MR MICHAEL BELOFF QC AND MR PUSHPINDER SAINI (instructed by Messrs Slaughter and May) appeared on behalf of the CLAIMANT
MS DINAH ROSE QC (instructed by Messrs Maclay, Murray and Spens) appeared on behalf of the DEFENDANT

____________________

HTML VERSION OF JUDGMENT
____________________

Crown Copyright ©

  1. MR JUSTICE MITTING: Royal Mail Plc applies under section 36 of the Postal Services Act 2000 to quash a penalty of £9.62 million imposed on it by notice issued by the Postal Services Commission on 24th August 2006 for breaches of conditions of the licence under which it was empowered to provide a universal postal service within the United Kingdom, granted on 21st March 2001.
  2. The sole ground of appeal is that the imposition of the penalty was not within the powers of the Commission under section 30 of the Act. The penalty was imposed for an admitted failure by Royal Mail to comply with its own procedures for safeguarding mail against loss, theft and damage. The challenge is solely as to the amount of the penalty although, if Mr Beloff QC's submissions are correct, the consequence would be that I would have to quash the penalty imposed and would be unable to substitute lawfully a different and lesser penalty.
  3. The statutory scheme is set out in the Act. Section 1 establishes the Commission. Section 3(1) requires the Commission to "exercise its functions in the manner which it considers is best calculated to ensure the provision of a universal postal service". Section 5(1) and (3) requires the Commission to exercise its functions "in the manner which it considers is best calculated to further the interests of users of postal services, wherever appropriate by promoting effective competition between postal operators" and "in the manner which it considers is best calculated to promote efficiency and economy on the part of postal operators". Section 6 prohibits any person from carrying a letter unless he has a licence granted by the Commission under section 11 to do so or is the employee of a licence holder, subject to an important exception determined by postage and weight in section 7. Section 13 empowers the Commission to require a licence to include such conditions as it considers appropriate. Section 30 provides:
  4. "(1) If the Commission is satisfied that a licence holder--
    (a) has contravened any condition of his licence, or
    (b) is contravening any such condition,
    the Commission may impose on the licence holder a penalty of such amount as is reasonable.

++++++++++++++++++++

## Tasks to complete
A: From the judgment excerpt, return the stretch from "2. The sole" through "and lesser penalty.".
B: Summarize the judgment excerpt in two sentences.
Base every response solely on the judgment excerpt above.

++++++++++++++++++++

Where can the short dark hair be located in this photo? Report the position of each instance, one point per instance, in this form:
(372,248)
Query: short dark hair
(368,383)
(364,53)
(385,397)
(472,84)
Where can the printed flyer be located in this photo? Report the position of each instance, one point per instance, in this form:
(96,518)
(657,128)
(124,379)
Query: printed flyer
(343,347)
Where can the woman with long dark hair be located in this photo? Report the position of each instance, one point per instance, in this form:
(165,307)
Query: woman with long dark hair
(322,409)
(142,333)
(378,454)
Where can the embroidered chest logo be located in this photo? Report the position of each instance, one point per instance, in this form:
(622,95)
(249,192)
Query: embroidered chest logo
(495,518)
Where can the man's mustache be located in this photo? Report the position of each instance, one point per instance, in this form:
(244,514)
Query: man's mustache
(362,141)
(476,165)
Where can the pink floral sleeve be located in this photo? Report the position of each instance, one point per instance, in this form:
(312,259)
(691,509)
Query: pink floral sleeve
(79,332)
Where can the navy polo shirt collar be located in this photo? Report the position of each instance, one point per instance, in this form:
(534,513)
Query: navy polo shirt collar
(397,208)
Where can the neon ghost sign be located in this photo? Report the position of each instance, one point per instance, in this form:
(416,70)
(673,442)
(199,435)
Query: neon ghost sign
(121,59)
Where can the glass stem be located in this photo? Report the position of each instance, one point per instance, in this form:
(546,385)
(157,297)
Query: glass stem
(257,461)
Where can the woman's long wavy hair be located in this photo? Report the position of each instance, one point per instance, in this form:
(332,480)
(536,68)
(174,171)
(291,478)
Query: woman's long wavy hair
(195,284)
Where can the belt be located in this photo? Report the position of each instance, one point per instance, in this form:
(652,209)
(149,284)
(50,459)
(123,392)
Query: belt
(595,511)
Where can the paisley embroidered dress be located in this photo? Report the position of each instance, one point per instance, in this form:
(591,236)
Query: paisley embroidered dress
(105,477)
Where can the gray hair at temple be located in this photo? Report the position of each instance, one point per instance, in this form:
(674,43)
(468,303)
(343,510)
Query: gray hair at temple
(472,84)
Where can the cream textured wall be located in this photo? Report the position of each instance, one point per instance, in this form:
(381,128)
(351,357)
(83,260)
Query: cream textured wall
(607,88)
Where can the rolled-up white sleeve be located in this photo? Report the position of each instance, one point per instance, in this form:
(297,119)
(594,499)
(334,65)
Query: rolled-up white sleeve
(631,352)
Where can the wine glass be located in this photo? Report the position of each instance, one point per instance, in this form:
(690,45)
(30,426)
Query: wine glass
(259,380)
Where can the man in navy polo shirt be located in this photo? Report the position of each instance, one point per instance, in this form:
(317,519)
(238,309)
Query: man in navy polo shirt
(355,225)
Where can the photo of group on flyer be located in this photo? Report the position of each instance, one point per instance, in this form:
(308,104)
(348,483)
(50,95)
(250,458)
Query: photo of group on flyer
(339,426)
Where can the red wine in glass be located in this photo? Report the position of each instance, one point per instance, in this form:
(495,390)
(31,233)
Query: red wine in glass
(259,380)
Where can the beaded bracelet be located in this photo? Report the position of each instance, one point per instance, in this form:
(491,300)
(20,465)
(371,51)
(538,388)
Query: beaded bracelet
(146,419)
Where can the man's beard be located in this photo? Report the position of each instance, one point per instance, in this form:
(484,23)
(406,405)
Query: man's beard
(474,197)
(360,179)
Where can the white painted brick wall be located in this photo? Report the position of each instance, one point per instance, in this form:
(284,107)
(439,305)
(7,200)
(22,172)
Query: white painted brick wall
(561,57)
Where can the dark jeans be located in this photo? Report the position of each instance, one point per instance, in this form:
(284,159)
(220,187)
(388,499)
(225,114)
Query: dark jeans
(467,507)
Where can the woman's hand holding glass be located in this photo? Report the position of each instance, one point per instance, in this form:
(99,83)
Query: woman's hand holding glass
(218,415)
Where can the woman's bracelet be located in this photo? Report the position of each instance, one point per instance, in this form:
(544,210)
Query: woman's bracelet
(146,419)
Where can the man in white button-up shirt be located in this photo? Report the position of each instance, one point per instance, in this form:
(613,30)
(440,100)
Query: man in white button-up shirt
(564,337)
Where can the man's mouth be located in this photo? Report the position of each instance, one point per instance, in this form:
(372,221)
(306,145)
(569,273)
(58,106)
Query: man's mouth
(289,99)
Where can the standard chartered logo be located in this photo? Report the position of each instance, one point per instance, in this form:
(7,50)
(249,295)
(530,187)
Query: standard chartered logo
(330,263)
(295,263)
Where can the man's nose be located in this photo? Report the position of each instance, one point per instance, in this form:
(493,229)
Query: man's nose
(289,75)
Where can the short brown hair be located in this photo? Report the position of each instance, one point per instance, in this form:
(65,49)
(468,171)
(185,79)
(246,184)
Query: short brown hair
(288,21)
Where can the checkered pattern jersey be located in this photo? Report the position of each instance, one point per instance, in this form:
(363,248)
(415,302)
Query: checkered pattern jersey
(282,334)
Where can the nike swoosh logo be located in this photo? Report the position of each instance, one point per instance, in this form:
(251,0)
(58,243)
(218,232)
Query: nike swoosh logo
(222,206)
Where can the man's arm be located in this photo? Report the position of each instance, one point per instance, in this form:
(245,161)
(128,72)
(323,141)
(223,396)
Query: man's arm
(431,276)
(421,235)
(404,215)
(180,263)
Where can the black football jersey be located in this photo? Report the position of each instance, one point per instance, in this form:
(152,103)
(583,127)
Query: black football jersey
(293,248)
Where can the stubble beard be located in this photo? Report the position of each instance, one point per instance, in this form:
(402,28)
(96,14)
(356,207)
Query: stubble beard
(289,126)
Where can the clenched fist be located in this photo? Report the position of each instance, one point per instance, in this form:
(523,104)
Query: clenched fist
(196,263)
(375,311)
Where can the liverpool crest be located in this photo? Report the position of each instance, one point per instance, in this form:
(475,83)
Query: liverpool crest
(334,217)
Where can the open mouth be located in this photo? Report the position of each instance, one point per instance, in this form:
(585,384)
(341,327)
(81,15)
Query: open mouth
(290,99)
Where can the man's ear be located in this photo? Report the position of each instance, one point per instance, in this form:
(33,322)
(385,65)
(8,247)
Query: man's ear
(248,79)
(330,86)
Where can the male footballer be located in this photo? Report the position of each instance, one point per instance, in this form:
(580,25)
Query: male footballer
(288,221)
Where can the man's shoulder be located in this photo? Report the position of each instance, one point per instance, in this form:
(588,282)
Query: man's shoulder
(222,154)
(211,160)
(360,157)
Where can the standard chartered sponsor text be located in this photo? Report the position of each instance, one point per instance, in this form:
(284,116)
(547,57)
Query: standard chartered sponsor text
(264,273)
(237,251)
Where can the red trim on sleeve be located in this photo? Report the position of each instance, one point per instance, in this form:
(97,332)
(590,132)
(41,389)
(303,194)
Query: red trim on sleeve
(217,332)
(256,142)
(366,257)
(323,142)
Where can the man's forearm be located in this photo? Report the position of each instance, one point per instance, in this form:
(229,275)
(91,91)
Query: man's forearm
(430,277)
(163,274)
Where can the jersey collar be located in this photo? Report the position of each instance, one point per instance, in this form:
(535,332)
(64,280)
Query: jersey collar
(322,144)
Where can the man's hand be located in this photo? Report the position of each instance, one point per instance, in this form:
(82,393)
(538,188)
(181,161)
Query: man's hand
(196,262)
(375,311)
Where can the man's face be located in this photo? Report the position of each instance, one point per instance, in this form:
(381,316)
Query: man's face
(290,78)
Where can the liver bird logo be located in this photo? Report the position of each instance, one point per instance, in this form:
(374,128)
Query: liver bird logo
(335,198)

++++++++++++++++++++

## Task solutions
A:
2. The sole ground of appeal is that the imposition of the penalty was not within the powers of the Commission under section 30 of the Act. The penalty was imposed for an admitted failure by Royal Mail to comply with its own procedures for safeguarding mail against loss, theft and damage. The challenge is solely as to the amount of the penalty although, if Mr Beloff QC's submissions are correct, the consequence would be that I would have to quash the penalty imposed and would be unable to substitute lawfully a different and lesser penalty.

B: Royal Mail Plc applies under section 36 of the Postal Services Act 2000 to quash a £9.62 million penalty that the Postal Services Commission imposed on 24th August 2006 for its admitted failure to comply with its own procedures for safeguarding mail against loss, theft and damage. The sole ground of appeal is that the penalty was not within the Commission's powers under section 30 of the Act, which allows a penalty "of such amount as is reasonable", and the challenge concerns only the amount.